-- start of Data supplied --
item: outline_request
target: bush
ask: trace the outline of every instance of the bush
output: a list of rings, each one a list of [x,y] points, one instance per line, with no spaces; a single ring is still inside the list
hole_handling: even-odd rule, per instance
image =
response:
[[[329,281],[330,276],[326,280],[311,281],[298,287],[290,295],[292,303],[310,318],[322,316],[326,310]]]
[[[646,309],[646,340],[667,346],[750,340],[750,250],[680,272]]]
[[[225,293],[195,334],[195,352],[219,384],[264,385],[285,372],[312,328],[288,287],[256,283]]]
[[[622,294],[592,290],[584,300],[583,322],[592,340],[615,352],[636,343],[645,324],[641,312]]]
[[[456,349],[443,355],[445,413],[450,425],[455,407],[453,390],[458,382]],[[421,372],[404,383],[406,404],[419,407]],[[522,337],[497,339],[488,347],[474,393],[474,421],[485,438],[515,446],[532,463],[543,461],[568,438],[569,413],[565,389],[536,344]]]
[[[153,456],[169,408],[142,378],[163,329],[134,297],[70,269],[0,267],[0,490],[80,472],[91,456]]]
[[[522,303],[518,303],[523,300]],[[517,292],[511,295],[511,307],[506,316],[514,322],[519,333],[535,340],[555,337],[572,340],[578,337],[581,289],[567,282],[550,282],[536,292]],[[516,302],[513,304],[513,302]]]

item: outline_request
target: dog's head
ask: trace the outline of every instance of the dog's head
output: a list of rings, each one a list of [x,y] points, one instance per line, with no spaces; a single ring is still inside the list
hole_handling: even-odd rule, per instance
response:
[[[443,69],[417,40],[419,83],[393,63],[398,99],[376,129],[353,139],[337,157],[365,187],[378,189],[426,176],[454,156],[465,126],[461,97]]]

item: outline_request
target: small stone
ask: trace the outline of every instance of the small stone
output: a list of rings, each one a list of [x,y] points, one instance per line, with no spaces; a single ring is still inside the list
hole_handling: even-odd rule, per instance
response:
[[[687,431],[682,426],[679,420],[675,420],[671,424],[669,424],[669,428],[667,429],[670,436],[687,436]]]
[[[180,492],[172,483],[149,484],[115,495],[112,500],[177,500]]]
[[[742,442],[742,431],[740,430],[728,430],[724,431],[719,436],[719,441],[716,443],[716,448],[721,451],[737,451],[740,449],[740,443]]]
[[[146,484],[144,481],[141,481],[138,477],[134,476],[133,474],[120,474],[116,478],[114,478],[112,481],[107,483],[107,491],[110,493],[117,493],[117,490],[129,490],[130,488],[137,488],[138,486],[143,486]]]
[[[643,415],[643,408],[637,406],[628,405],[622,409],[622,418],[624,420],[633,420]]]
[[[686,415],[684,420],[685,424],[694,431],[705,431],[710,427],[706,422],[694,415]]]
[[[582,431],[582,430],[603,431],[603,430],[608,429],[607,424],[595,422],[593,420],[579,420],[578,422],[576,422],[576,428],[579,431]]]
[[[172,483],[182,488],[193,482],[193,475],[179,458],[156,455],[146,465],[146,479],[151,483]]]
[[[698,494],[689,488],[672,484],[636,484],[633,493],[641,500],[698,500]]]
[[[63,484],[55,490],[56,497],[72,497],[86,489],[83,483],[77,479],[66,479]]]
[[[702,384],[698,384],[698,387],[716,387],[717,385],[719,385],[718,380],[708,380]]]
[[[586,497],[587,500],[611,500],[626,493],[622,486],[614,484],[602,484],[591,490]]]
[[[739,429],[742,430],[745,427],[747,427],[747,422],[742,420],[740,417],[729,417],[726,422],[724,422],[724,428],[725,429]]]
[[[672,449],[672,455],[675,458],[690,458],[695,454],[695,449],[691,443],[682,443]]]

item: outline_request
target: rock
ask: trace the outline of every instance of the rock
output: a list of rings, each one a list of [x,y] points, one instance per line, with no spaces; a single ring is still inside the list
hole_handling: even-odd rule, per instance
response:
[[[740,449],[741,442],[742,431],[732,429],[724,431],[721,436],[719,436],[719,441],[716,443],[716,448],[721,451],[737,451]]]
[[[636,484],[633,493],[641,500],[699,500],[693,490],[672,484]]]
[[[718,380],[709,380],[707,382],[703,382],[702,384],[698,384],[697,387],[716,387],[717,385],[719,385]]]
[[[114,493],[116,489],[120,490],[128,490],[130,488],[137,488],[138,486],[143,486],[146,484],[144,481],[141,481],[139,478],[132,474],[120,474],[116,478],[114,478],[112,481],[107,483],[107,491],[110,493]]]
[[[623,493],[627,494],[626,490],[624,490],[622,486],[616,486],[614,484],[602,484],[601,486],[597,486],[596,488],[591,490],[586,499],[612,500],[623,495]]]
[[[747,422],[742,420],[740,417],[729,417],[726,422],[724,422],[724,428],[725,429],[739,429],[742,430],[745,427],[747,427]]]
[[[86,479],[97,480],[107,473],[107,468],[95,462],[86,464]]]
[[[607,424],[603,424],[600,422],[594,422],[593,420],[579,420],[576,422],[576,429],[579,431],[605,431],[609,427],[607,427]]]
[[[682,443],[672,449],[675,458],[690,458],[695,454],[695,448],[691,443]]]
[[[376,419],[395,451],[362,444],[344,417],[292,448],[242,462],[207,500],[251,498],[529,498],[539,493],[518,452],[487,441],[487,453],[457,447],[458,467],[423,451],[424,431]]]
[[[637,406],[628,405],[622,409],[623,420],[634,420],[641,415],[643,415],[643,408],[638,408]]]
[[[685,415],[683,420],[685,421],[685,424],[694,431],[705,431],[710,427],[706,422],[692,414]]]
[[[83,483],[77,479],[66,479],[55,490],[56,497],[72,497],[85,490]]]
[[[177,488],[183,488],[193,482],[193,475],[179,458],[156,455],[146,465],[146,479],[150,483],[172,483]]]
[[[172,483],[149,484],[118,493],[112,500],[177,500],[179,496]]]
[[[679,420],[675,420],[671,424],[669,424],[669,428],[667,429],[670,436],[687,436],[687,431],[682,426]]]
-- end of Data supplied --
Arrange every line of the records above as a JSON array of strings, one string per line, and leave out the blank lines.

### [Result for this exercise]
[
  "item: outline_request",
  "target: bush",
  "ask: trace the outline of every instance of the bush",
  "output: a list of rings, each one a list of [x,y] points, one instance per line, with no spaces; a single ring is still inside the list",
  "hole_handling: even-odd rule, per instance",
  "image =",
  "response:",
  "[[[329,281],[330,276],[326,280],[311,281],[298,287],[290,295],[292,303],[310,318],[322,316],[326,310]]]",
  "[[[646,309],[646,340],[667,346],[750,340],[750,250],[680,272]]]",
  "[[[225,293],[195,334],[195,352],[219,384],[264,385],[285,372],[312,328],[288,287],[256,283]]]",
  "[[[622,294],[592,290],[584,300],[583,322],[592,340],[615,352],[636,343],[645,324],[641,312]]]",
  "[[[456,349],[443,355],[445,413],[450,425],[455,407],[453,390],[458,382]],[[421,372],[404,383],[406,404],[419,407]],[[522,337],[497,339],[488,347],[474,393],[474,421],[485,438],[515,446],[532,463],[543,461],[568,438],[569,413],[565,389],[536,344]]]",
  "[[[153,456],[169,408],[142,378],[163,329],[134,297],[70,269],[0,267],[0,490],[80,472],[91,456]]]",
  "[[[522,303],[518,303],[523,300]],[[517,292],[511,295],[511,307],[506,316],[514,322],[519,333],[535,340],[555,337],[572,340],[578,337],[581,289],[567,282],[550,282],[536,292]],[[516,302],[513,304],[513,302]]]",
  "item: outline_request",
  "target: dog's head",
  "ask: trace the outline of every instance of the dog's head",
  "output: a list of rings, each one a list of [x,y] points, one instance per line, with no spaces; a single ring is still inside the list",
  "hole_handling: even-odd rule, per instance",
  "response:",
  "[[[443,69],[417,40],[419,83],[393,63],[398,99],[376,129],[353,139],[337,157],[365,187],[378,189],[426,176],[454,156],[465,126],[461,97]]]",
  "item: outline_request",
  "target: small stone",
  "ask: trace the outline of every instance of the small stone",
  "output: a list of rings, each one a list of [x,y] points, one instance per line, with no spaces; a single ring is still inside the list",
  "hole_handling: even-odd rule, per instance",
  "response:",
  "[[[687,431],[682,426],[679,420],[675,420],[671,424],[669,424],[669,428],[667,429],[670,436],[687,436]]]",
  "[[[180,492],[172,483],[149,484],[115,495],[112,500],[177,500]]]",
  "[[[742,442],[742,431],[740,430],[728,430],[724,431],[719,436],[719,441],[716,443],[716,448],[721,451],[737,451],[740,449],[740,443]]]",
  "[[[146,484],[144,481],[141,481],[138,477],[134,476],[133,474],[120,474],[116,478],[114,478],[112,481],[107,483],[107,491],[110,493],[117,493],[117,490],[129,490],[130,488],[137,488],[138,486],[143,486]]]",
  "[[[643,415],[643,408],[637,406],[628,405],[622,409],[622,418],[624,420],[633,420]]]",
  "[[[686,415],[684,420],[685,424],[694,431],[705,431],[710,427],[706,422],[694,415]]]",
  "[[[582,431],[582,430],[603,431],[603,430],[608,429],[607,424],[595,422],[593,420],[579,420],[578,422],[576,422],[576,428],[579,431]]]",
  "[[[172,483],[182,488],[193,482],[193,475],[179,458],[156,455],[146,465],[146,479],[151,483]]]",
  "[[[698,494],[689,488],[672,484],[636,484],[633,493],[641,500],[698,500]]]",
  "[[[63,484],[55,490],[56,497],[72,497],[86,489],[83,483],[77,479],[66,479]]]",
  "[[[702,384],[698,384],[698,387],[716,387],[717,385],[719,385],[718,380],[708,380]]]",
  "[[[586,497],[587,500],[611,500],[626,493],[622,486],[614,484],[602,484],[591,490]]]",
  "[[[739,429],[742,430],[745,427],[747,427],[747,422],[742,420],[740,417],[729,417],[726,422],[724,422],[724,428],[725,429]]]",
  "[[[672,449],[672,455],[675,458],[690,458],[695,454],[695,449],[691,443],[682,443]]]",
  "item: outline_request",
  "target: rock",
  "ask: trace the outline of every instance of the rock",
  "output: a list of rings, each one a list of [x,y] points, one instance per line, with no spaces; a single ring is still inside the list",
  "hole_handling: even-odd rule, per instance",
  "response:",
  "[[[740,449],[741,442],[742,431],[732,429],[724,431],[721,436],[719,436],[719,441],[716,443],[716,448],[721,451],[737,451]]]",
  "[[[636,484],[633,493],[641,500],[699,500],[693,490],[672,484]]]",
  "[[[718,380],[709,380],[707,382],[703,382],[702,384],[698,384],[697,387],[716,387],[717,385],[719,385]]]",
  "[[[114,493],[116,489],[120,490],[128,490],[130,488],[137,488],[138,486],[143,486],[146,484],[144,481],[141,481],[139,478],[132,474],[120,474],[116,478],[114,478],[112,481],[107,483],[107,491],[110,493]]]",
  "[[[623,493],[627,494],[626,490],[624,490],[622,486],[616,486],[614,484],[602,484],[601,486],[597,486],[596,488],[591,490],[586,499],[612,500],[623,495]]]",
  "[[[747,422],[742,420],[740,417],[729,417],[726,422],[724,422],[724,428],[725,429],[739,429],[742,430],[745,427],[747,427]]]",
  "[[[86,479],[97,480],[107,473],[107,468],[95,462],[86,464]]]",
  "[[[607,424],[603,424],[600,422],[594,422],[593,420],[579,420],[576,422],[576,429],[579,431],[605,431],[609,427],[607,427]]]",
  "[[[682,443],[672,449],[675,458],[690,458],[695,454],[695,448],[691,443]]]",
  "[[[376,419],[395,451],[362,444],[344,417],[292,448],[242,462],[207,500],[251,498],[529,498],[539,493],[518,452],[487,441],[487,453],[457,447],[458,467],[423,451],[424,431]]]",
  "[[[637,406],[628,405],[622,409],[623,420],[634,420],[641,415],[643,415],[643,408],[638,408]]]",
  "[[[685,415],[683,420],[685,421],[685,424],[694,431],[705,431],[710,427],[706,422],[692,414]]]",
  "[[[83,483],[77,479],[66,479],[55,490],[56,497],[72,497],[85,490]]]",
  "[[[177,488],[183,488],[193,482],[193,475],[179,458],[156,455],[146,465],[146,479],[150,483],[172,483]]]",
  "[[[172,483],[149,484],[118,493],[112,500],[177,500],[179,496]]]",
  "[[[679,420],[675,420],[671,424],[669,424],[669,428],[667,429],[670,436],[687,436],[687,431],[682,426]]]"
]